# AIM OF THE EXERCISE
Please rewrite these items as a numbered list, omitting the blank lines and leaving out the pictures.

Items in a dataset
>>

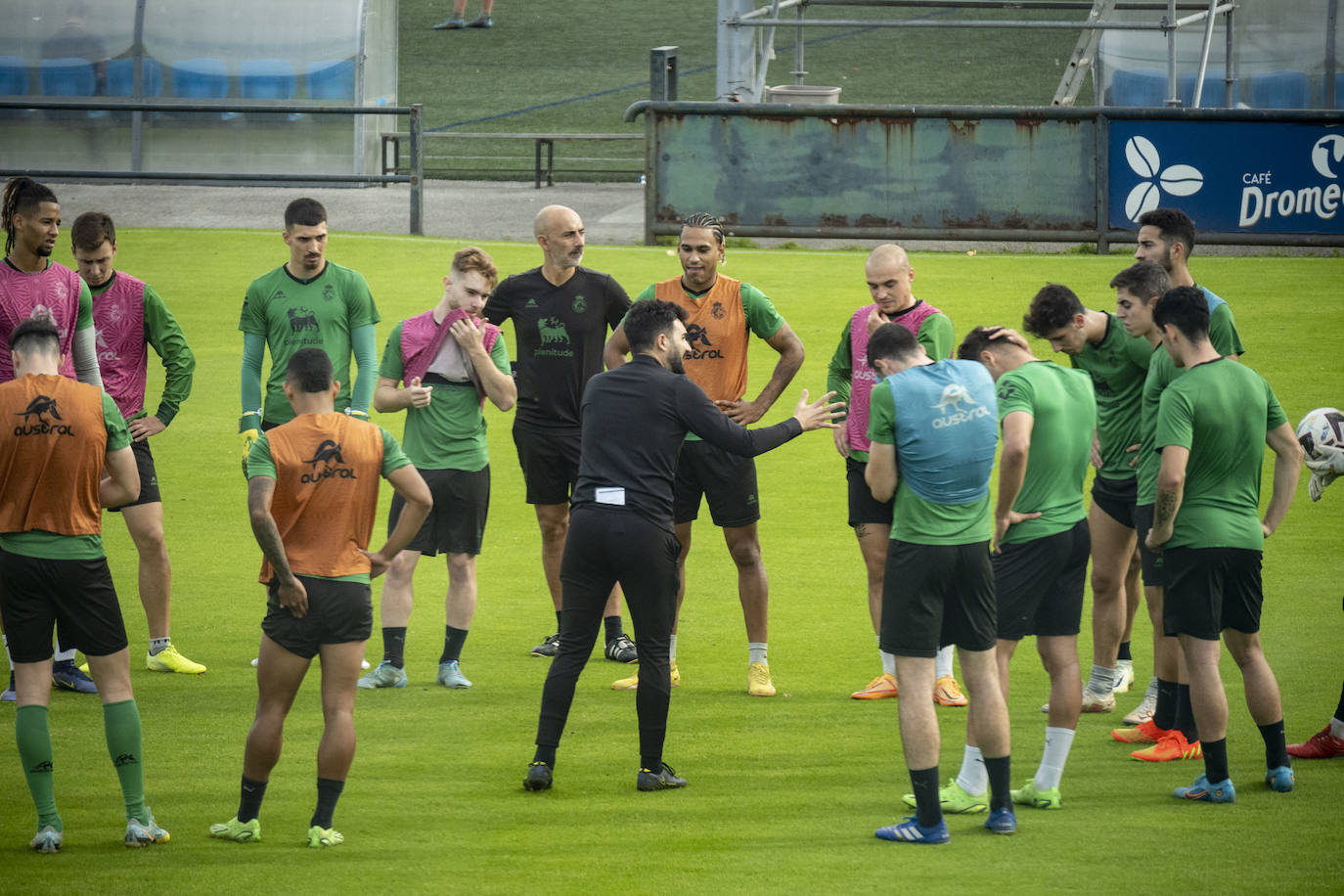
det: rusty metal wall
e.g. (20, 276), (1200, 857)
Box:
(626, 102), (1344, 248)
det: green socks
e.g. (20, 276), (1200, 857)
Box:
(14, 706), (62, 830)
(104, 699), (150, 825)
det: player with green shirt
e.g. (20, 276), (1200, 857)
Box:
(864, 324), (1017, 843)
(1023, 284), (1152, 712)
(238, 199), (381, 445)
(359, 246), (517, 690)
(0, 320), (168, 853)
(942, 327), (1097, 811)
(69, 212), (205, 674)
(1146, 287), (1302, 803)
(604, 213), (804, 697)
(827, 244), (966, 706)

<<

# THE REPLY
1. det: rusty metal wall
2. e.g. (20, 276), (1200, 857)
3. Box:
4. (626, 102), (1344, 248)
5. det: green socks
6. e.g. (20, 276), (1200, 857)
7. Box:
8. (14, 706), (62, 830)
9. (104, 699), (150, 825)
10. det: player with green shirt
11. e.g. (20, 276), (1200, 857)
12. Box:
13. (864, 324), (1017, 843)
14. (1023, 284), (1152, 712)
15. (238, 199), (381, 445)
16. (359, 246), (517, 690)
17. (0, 320), (168, 853)
18. (942, 327), (1097, 811)
19. (69, 212), (205, 674)
20. (1146, 287), (1302, 803)
21. (604, 213), (804, 697)
22. (827, 244), (966, 706)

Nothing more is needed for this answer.